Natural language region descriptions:
************

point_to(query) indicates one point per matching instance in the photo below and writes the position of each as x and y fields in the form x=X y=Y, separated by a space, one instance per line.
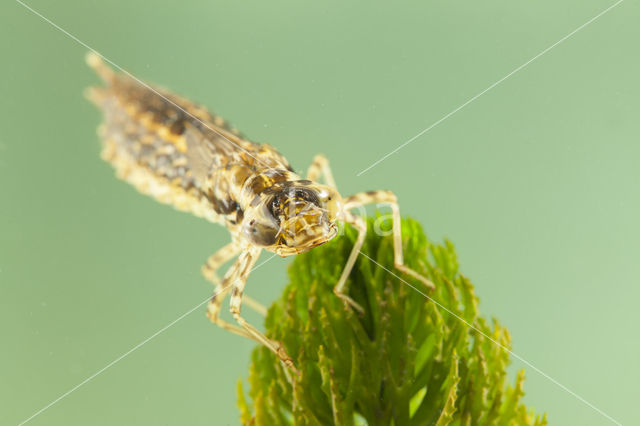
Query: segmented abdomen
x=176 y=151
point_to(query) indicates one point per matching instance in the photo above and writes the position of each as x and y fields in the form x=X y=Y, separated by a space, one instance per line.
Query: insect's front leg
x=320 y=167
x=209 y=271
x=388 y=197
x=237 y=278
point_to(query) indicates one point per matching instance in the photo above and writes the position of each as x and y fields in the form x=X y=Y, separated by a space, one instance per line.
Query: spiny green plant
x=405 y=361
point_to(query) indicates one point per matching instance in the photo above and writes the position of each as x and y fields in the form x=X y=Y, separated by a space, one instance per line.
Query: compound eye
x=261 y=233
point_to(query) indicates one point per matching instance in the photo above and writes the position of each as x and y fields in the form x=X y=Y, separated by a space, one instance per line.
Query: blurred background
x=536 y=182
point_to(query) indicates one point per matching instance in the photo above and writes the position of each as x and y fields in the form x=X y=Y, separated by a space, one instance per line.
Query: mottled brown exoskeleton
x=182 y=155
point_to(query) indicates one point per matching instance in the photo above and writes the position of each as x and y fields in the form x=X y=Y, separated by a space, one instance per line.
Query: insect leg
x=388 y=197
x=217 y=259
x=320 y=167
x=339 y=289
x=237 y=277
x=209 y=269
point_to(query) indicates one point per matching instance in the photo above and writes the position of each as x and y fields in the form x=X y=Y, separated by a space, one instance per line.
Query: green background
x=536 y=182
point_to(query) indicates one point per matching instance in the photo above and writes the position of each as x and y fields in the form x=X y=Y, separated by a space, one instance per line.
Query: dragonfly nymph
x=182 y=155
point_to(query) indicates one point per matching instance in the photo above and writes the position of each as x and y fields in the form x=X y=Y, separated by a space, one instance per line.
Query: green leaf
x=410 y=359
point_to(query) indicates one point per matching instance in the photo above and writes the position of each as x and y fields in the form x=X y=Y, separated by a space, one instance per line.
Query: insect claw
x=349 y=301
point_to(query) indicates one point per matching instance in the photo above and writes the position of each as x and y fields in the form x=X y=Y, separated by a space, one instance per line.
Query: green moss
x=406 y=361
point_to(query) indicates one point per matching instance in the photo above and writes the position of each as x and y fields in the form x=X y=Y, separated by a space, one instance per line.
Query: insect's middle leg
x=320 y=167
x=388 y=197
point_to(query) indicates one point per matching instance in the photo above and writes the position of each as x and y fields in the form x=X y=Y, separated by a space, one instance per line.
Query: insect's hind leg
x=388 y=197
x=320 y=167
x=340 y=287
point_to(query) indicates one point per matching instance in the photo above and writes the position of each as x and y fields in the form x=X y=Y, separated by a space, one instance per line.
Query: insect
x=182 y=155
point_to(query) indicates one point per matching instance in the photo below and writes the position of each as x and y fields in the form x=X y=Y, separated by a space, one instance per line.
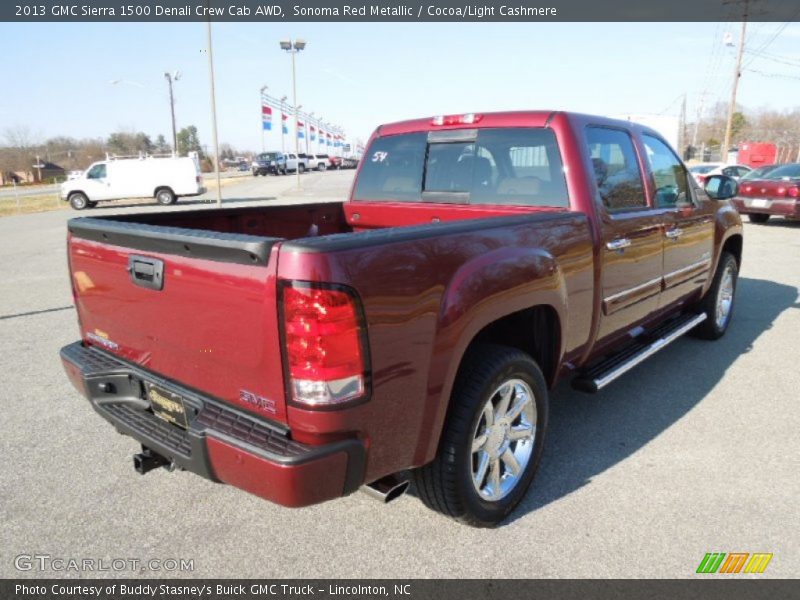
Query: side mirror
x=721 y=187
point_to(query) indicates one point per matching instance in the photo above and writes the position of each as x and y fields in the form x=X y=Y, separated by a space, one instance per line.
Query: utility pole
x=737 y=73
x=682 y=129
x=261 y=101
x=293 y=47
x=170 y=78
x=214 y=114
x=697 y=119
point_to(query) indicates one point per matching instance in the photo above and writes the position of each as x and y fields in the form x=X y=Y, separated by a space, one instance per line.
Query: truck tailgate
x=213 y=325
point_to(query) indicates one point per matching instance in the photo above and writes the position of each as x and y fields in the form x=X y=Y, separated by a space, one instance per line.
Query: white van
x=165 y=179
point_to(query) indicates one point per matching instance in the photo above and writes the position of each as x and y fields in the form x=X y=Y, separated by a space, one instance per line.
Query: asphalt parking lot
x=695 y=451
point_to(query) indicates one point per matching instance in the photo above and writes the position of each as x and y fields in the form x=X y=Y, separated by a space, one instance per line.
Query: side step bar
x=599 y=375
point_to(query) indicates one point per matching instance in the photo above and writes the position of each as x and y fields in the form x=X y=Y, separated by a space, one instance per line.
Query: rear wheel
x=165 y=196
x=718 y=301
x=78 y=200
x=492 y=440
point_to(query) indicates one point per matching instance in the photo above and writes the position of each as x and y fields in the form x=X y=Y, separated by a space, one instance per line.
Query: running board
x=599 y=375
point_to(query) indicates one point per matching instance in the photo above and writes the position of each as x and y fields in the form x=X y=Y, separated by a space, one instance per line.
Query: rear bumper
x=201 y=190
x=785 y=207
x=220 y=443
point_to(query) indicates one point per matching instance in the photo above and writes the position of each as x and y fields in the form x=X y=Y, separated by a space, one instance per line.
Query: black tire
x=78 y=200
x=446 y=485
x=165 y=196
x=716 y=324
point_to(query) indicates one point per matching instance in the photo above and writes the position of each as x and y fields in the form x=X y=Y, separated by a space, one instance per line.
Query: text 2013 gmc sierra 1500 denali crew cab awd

************

Leaving out the pictures, print every record exactly as written.

* [Worked solution]:
point_to(query) indicates one point per matching instance in the photo below and writes the position of each as x and y fields in the form x=X y=Y, separated by a space, one instance per line.
Query: segmented abdomen
x=176 y=151
point_to(query) indicates one point per matching instance in the photo above and writes the position of each as x and y fields in the form x=X y=Y, separated by a space, one instance per line.
Query: insect's front leg
x=320 y=167
x=209 y=271
x=388 y=197
x=237 y=278
point_to(query) indicates one point per matching instance in the photo above and writes the position of each as x and y fields in the form x=X y=Y, separated by a space, one instance per line.
Query: spiny green plant
x=405 y=361
point_to(query) indicates one point per matching instance in the photo above and writes the position of each as x and y fields in the form x=X y=Y, separated by a space, one instance per line.
Query: compound eye
x=261 y=233
point_to(query) indicates one point per matching instance in the photo above and writes the position of each as x and y fields in the form x=X y=Y, separated by a space, one instance per line.
Query: blurred background
x=536 y=182
point_to(query) indicates one point per matching instance in the photo above and writes the position of each as x and y fields in the form x=X y=Y, separated by a space, one instance per line.
Query: mottled brown exoskeleton
x=182 y=155
point_to(query) indicates one point per matching instance in the photo above and writes the position of each as x and y fields in the form x=X y=Y, separated by a space, one instance per line.
Query: insect leg
x=388 y=197
x=217 y=259
x=320 y=167
x=339 y=289
x=237 y=277
x=209 y=269
point_to(query) indicates one point per matching instance in the photo above and writes the position of each as x and y fields in the form x=X y=Y, separated by a space, one instance per line.
Query: green background
x=536 y=182
point_to(query) indicates one point per matching instance in the photo above and writes the position of each as x and y fields in the form x=X y=Y, separated by a space, one instance per line.
Query: dragonfly nymph
x=182 y=155
point_to(query) indicates one point per matching instance in the photo above and writes the position of each as x and y fields in the form x=X y=Y, separated by a space, one instance per line.
Query: green leaf
x=410 y=359
point_to(query) indicates one point per matching instance in the photo above and writes the position of each as x and y fields in the form x=X y=Y, separated by a space, one instance per line.
Query: insect claw
x=349 y=301
point_to(query) indicates one point per matching instance in the photo above and writes the position of each as x and y fields in the form x=X y=Y, separated by a space, one instance per line.
Query: green moss
x=406 y=361
point_to(query) indicates one point per matching instance in the photo above and writes the position of each as x and y fields in the form x=X y=Y, separated by a space, one instance per line.
Query: insect's middle leg
x=320 y=167
x=388 y=197
point_to(query) indicates one point per matching instance in the photo above and writes the position of each as x and y fields in the form x=X y=Y, separated by a space, one instance per line.
Query: insect's hind leg
x=388 y=197
x=320 y=167
x=340 y=287
point_to(query) indicates one point per matching instance in the photo above and writes the position of each as x and y fields in the form x=X y=Y, separated by a space, one instance per line.
Query: insect
x=182 y=155
point_to(query) indicates one point per matching instance in the photo below and writes the position of each as x and y fields in the form x=X y=Y, separated by a space, one instance per line.
Query: side mirror
x=721 y=187
point_to(query) indicates one point per matching instance in the photo above and writes the position of each as x and y fields in the form x=X y=Y, separated by a space, one instance per line.
Query: utility pole
x=737 y=73
x=682 y=129
x=261 y=101
x=293 y=47
x=170 y=78
x=214 y=114
x=697 y=119
point_to(query) indicates one point per matching instance in the photo above and writes the position of each as x and y fields in the form x=X y=Y, separated by a space, one instance per line.
Query: truck tailgate
x=213 y=325
point_to(query) indicates one point per matching instance in the photo above and writes the position of each as x and y fields in the form x=X y=Y, separated by a space, one instance per line.
Query: white van
x=165 y=179
point_to(query) indicates one point per matching instance in the photo above and writes the position of each as x and y fields in the form x=X y=Y, separated by a space, one instance per line.
Query: asphalt parking lot
x=695 y=451
point_to(query) indicates one point per matching instance in the photo above and writes the position of each as x and y fields in the form x=X y=Y, separated by a space, one instance per line.
Query: side step bar
x=599 y=375
point_to(query) indicates one point per matching instance in the photo above and writes the position of each as x and y fields in the form x=X y=Y, separated by a space, one instance per line.
Query: rear wheel
x=165 y=196
x=718 y=301
x=78 y=200
x=492 y=440
point_to(query) indicates one point per matching instance in the photo above and writes the position of each as x and y fields in the form x=X y=Y, separated by a space, one instance per line.
Query: running board
x=599 y=375
point_to(query) indicates one point per matching instance in the photo above and writes the position of each as x and y fields in the form x=X y=Y, separated by a space, one instance per line.
Query: rear bumper
x=201 y=190
x=785 y=207
x=220 y=443
point_to(query) indicates one point per matching instance in the photo above and writes the position of each as x and y fields in the form x=X y=Y, separated by a space, one instance per line.
Query: black tire
x=78 y=200
x=446 y=485
x=165 y=196
x=716 y=324
point_to(query) indicates one point per matching instance in the photo above and writes the position of each as x and y fields in the form x=X y=Y, separated by a space, one instance per line.
Query: text 2013 gmc sierra 1500 denali crew cab awd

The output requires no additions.